_The problem_:
Copy out the material below word for word, from the line containing "Sample: x=200, y=428." through the line containing "x=550, y=281", both included.
* BEGIN *
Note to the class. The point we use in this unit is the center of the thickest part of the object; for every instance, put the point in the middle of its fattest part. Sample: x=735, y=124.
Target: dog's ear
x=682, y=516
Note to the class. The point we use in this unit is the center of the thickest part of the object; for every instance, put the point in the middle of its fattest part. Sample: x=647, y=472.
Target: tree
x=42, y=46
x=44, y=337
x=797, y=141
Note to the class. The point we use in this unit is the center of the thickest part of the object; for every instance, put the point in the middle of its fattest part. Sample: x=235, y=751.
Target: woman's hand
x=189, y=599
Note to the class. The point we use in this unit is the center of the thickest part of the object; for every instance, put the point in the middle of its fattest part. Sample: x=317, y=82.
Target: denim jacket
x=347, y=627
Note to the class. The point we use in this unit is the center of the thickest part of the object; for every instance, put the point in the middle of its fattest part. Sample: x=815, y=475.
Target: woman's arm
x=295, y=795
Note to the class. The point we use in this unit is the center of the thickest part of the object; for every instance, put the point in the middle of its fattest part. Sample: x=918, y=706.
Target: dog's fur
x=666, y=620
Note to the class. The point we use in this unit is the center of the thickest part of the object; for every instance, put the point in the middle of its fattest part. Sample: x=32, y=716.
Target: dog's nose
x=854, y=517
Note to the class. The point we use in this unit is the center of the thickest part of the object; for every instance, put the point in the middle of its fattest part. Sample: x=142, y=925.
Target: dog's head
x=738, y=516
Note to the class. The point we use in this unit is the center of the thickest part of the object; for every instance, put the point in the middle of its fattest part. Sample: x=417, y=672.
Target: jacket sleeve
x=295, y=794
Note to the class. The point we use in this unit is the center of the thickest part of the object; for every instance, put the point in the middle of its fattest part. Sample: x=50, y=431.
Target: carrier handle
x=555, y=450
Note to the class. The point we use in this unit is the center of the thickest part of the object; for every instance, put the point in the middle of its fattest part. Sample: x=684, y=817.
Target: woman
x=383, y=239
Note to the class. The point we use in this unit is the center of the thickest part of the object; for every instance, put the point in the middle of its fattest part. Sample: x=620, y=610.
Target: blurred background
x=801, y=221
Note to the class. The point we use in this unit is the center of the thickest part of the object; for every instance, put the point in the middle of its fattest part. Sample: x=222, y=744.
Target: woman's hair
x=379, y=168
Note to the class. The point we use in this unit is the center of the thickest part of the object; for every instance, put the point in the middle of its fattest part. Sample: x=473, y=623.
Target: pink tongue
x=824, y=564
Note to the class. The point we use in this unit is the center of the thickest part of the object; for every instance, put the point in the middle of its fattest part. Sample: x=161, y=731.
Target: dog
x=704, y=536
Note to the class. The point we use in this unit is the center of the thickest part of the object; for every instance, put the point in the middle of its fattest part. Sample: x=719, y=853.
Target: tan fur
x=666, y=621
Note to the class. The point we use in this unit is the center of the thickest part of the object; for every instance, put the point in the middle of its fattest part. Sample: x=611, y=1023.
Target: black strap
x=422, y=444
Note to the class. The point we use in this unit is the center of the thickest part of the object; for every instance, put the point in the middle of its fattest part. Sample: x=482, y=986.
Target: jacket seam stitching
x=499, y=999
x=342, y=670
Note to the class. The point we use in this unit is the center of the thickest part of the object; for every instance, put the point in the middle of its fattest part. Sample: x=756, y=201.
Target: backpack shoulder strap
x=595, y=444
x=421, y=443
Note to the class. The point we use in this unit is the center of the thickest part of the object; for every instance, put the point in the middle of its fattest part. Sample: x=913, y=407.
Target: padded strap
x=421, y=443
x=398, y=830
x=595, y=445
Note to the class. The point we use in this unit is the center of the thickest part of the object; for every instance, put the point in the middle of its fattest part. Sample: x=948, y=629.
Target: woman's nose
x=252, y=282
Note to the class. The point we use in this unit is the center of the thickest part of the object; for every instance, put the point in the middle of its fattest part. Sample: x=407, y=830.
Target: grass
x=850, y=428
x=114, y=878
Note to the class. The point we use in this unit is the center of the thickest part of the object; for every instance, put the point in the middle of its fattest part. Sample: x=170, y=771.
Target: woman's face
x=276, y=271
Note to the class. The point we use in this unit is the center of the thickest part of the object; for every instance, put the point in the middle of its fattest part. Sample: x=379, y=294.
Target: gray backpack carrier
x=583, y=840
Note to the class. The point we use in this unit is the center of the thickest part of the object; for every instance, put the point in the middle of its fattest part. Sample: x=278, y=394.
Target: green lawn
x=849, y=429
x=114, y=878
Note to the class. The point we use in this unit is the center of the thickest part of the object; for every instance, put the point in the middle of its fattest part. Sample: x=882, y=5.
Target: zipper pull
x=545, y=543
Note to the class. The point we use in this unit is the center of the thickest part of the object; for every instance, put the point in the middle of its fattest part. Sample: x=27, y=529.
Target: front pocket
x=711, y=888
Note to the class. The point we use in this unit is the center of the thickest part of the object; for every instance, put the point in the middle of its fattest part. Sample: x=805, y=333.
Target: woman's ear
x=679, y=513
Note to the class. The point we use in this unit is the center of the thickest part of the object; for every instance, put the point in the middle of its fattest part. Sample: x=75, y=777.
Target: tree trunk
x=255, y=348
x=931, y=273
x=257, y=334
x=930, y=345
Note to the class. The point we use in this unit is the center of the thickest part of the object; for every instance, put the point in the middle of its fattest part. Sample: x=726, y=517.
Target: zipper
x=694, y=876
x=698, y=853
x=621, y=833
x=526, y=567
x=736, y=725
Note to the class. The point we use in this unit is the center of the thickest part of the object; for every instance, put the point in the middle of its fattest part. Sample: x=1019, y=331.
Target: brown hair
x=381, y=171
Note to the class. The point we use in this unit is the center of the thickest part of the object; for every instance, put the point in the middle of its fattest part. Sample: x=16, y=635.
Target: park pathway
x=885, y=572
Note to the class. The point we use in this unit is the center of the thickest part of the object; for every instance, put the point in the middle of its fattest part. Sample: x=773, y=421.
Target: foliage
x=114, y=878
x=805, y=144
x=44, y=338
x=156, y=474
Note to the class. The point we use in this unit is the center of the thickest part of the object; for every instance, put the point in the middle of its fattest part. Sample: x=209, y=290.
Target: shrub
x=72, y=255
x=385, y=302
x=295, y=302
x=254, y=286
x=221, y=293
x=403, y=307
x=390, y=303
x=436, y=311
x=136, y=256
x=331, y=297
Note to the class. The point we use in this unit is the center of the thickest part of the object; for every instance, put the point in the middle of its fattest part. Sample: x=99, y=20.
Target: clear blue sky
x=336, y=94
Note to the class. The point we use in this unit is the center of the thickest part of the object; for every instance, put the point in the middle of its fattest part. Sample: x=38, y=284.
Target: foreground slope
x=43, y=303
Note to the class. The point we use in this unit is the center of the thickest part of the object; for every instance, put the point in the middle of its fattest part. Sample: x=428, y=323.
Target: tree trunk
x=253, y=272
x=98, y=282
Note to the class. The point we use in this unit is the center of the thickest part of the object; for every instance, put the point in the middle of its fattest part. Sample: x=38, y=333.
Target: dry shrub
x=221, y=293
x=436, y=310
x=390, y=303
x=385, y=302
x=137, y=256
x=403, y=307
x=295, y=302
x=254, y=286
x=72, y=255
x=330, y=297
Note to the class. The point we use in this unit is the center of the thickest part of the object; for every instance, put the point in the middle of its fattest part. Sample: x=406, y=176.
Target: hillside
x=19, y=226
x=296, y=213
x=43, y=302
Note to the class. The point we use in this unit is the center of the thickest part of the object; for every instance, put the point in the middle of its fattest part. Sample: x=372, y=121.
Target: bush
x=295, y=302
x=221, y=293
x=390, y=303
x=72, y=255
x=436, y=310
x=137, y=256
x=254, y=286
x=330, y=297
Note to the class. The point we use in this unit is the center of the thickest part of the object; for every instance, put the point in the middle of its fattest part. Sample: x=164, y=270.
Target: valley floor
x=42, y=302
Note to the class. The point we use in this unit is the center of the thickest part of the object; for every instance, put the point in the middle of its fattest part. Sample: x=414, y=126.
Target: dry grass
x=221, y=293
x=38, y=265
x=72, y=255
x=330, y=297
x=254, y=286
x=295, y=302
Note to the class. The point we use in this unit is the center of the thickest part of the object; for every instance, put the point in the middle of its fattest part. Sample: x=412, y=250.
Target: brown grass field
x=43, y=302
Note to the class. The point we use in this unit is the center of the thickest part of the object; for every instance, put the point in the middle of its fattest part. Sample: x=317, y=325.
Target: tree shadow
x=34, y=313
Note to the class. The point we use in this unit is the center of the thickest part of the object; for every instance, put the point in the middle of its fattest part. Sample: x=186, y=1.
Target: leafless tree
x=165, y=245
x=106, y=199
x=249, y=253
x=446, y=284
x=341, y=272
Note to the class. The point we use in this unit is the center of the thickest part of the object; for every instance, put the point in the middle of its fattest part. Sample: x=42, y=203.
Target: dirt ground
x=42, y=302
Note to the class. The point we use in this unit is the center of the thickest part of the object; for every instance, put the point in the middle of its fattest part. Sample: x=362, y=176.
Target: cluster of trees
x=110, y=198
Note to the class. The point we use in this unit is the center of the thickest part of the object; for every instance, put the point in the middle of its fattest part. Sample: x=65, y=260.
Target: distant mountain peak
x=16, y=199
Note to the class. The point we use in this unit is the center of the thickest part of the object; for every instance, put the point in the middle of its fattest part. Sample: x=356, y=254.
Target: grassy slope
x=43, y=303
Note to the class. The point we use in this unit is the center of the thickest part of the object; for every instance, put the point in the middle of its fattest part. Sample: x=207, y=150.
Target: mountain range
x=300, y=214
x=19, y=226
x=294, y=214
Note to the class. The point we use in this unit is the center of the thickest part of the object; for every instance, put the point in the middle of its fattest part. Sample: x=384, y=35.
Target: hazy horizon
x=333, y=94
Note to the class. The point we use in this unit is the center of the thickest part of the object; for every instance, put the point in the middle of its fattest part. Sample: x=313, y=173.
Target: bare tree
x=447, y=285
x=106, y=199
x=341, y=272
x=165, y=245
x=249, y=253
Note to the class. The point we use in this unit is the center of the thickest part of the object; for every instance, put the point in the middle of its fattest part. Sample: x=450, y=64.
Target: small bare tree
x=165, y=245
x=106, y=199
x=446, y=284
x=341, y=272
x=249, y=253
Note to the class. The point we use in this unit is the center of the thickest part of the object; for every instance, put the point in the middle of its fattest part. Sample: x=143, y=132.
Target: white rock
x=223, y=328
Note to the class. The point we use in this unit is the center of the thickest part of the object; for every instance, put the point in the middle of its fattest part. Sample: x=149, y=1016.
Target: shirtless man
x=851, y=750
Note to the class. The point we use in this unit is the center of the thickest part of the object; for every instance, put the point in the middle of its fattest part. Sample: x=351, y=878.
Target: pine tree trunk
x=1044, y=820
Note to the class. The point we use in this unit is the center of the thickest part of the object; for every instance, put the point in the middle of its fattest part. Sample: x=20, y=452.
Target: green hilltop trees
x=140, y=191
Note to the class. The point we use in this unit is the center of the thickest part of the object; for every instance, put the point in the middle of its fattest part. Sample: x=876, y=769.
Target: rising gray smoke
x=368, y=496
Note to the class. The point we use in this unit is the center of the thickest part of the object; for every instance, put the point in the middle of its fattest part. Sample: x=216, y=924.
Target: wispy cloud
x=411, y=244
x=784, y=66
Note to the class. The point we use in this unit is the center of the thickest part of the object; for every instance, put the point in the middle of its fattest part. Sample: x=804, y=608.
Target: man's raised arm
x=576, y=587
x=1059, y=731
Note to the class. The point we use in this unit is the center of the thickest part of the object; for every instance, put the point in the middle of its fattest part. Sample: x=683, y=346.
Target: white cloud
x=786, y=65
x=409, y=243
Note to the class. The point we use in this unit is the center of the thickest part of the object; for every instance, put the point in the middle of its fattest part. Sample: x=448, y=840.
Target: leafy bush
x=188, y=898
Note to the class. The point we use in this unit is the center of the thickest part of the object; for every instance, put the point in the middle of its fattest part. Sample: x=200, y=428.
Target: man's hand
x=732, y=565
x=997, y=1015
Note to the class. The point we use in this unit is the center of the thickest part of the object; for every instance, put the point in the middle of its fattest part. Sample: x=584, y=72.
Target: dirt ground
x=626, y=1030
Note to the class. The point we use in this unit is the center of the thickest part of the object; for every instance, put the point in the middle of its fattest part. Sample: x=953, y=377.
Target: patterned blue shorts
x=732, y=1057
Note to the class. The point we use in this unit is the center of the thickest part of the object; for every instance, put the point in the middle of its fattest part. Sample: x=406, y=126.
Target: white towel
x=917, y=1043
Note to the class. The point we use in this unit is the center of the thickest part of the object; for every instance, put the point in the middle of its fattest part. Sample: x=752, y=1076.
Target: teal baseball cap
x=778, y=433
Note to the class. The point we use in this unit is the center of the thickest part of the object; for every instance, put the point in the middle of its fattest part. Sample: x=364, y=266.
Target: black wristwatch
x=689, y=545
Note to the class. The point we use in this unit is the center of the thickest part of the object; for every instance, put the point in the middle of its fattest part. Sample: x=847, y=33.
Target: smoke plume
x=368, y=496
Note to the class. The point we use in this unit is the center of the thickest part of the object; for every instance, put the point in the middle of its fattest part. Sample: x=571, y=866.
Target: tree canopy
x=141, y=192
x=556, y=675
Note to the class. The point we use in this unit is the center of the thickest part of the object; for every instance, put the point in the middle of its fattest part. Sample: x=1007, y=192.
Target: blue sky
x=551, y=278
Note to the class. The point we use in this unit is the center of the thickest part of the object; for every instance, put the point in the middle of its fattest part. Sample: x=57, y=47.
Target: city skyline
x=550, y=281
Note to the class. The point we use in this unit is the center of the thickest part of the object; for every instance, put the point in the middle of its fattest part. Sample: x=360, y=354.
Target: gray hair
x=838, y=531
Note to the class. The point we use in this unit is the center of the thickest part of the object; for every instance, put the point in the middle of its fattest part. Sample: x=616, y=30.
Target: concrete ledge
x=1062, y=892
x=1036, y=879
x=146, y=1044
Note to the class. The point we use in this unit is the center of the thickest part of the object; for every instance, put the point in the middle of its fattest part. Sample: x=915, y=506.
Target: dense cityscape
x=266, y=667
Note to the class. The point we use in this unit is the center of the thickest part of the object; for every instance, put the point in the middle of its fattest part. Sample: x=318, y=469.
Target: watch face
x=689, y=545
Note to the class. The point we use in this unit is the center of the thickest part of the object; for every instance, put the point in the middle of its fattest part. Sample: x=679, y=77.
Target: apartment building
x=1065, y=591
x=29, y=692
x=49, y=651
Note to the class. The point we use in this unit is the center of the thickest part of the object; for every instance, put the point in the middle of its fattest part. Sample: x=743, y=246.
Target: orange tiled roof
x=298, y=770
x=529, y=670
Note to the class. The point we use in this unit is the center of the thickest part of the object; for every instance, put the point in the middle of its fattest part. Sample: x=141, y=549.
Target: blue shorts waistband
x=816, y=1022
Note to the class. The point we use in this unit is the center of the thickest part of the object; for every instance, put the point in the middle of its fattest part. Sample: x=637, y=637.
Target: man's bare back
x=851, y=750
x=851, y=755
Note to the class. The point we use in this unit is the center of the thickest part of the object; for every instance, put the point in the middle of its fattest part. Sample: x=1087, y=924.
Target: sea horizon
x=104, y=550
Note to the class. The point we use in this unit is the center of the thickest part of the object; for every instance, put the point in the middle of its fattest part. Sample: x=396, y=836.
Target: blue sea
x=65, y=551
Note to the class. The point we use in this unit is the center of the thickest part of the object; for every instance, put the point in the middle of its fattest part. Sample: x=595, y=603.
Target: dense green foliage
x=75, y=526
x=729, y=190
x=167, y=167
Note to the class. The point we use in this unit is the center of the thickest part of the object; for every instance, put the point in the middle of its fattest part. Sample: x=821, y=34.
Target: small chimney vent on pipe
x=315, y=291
* END *
_Answer to the problem_:
Note to the class. The point we use in this unit is the center of the thickest part of the object; for every instance, put the point in the middle of its fattest part. Sample: x=200, y=428.
Target: man's hand
x=732, y=565
x=997, y=1015
Note to the class. The point we use in this unit is the center of the thickest part of the object; for every instance, put the point in the middle of its fattest part. Sample: x=584, y=72.
Target: dirt ground
x=626, y=1030
Note to the class. The point we use in this unit is the center of the thickest part of the object; for every instance, put the point in the middle of its fattest part. Sample: x=953, y=377.
Target: patterned blue shorts
x=732, y=1057
Note to the class. The point we use in this unit is the center of the thickest part of the object; for every instance, put the point in the middle of its fattest part. Sample: x=406, y=126.
Target: white towel
x=917, y=1043
Note to the class. The point we use in this unit is the center of the thickest part of the object; for every instance, put the point in the middle of its fattest part. Sample: x=752, y=1076.
Target: teal baseball cap
x=778, y=433
Note to the class. The point we use in this unit is the center of the thickest part of the object; for every instance, put the point in the middle of its fattest part. Sample: x=364, y=266.
Target: black wristwatch
x=689, y=545
Note to the class. The point we use in this unit is the center of the thickest part of the object; for every instance, put the point in the middle of its fattest part. Sample: x=847, y=33.
Target: smoke plume
x=368, y=496
Note to the class. The point we use in this unit is the center of the thickest part of the object; for every instance, put the point in the middle of its fattest part. Sample: x=571, y=866.
Target: tree canopy
x=141, y=192
x=556, y=675
Note to the class. The point we use in this unit is the center of the thickest part of the object; for every instance, put the point in the middle of its fattest part. Sample: x=1007, y=192.
Target: blue sky
x=551, y=278
Note to the class. The point we use in this unit is the center of the thickest part of the object; for every instance, put the point in the middle of its fattest part. Sample: x=57, y=47.
Target: city skyline
x=550, y=281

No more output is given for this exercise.